Copy out every line of the records below word for word, leaving out the pictures.
___ Available data ___
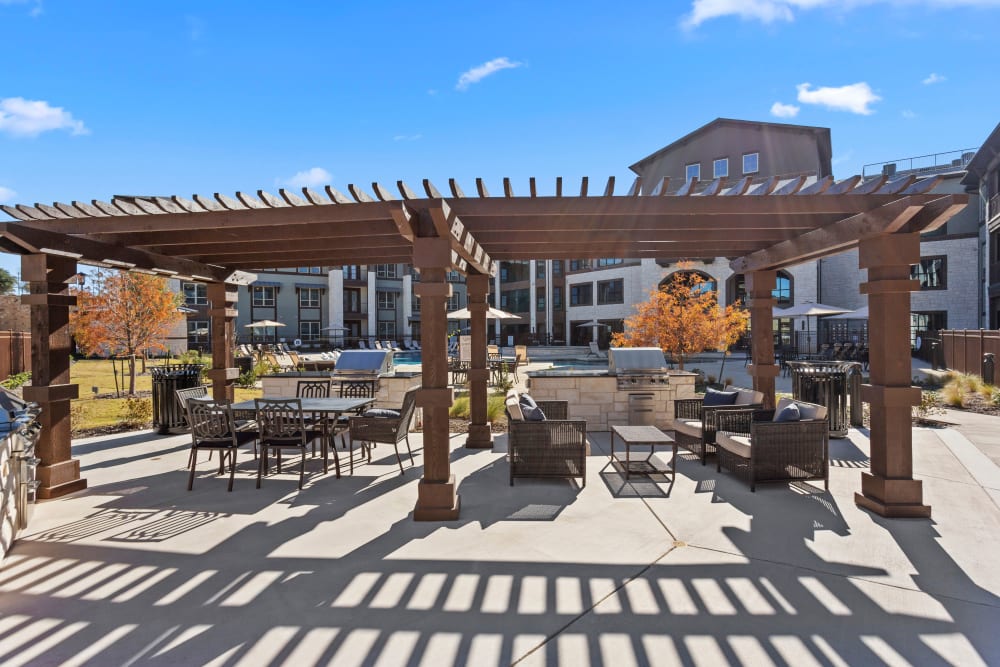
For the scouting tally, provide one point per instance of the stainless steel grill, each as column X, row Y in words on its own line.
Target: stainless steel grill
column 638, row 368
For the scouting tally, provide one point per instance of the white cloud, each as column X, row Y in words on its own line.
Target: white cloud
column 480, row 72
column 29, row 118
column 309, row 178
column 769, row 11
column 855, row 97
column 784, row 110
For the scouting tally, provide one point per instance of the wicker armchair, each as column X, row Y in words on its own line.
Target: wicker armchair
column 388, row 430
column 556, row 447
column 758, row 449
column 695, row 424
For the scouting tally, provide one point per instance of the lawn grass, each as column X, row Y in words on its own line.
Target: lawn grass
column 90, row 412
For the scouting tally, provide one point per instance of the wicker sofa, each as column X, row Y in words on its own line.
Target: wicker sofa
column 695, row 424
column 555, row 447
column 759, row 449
___
Result of this task:
For the scouting tally, provide one point per instance of the stainless steel grill, each as column X, row Y in words on its own line.
Target: stainless steel grill
column 638, row 368
For the scouting tally, provide one point per instance of the white cloud, each as column X, row Y in words on its own line.
Target: white cloud
column 480, row 72
column 29, row 118
column 309, row 178
column 769, row 11
column 855, row 97
column 784, row 110
For the scouting tally, provide one point per instance of the wicker armchair, each as column X, row Y in words on its own line.
Target: wicker armchair
column 388, row 430
column 556, row 447
column 758, row 449
column 695, row 424
For the scouting tally, provide one point per instance of the lawn grass, each as column X, row Y in words on its own line.
Target: lawn grass
column 90, row 412
For the scouting tally, provide one point per instance of the wicker sofa, each as column X, row Y in words on its own line.
Target: wicker sofa
column 695, row 424
column 555, row 447
column 759, row 449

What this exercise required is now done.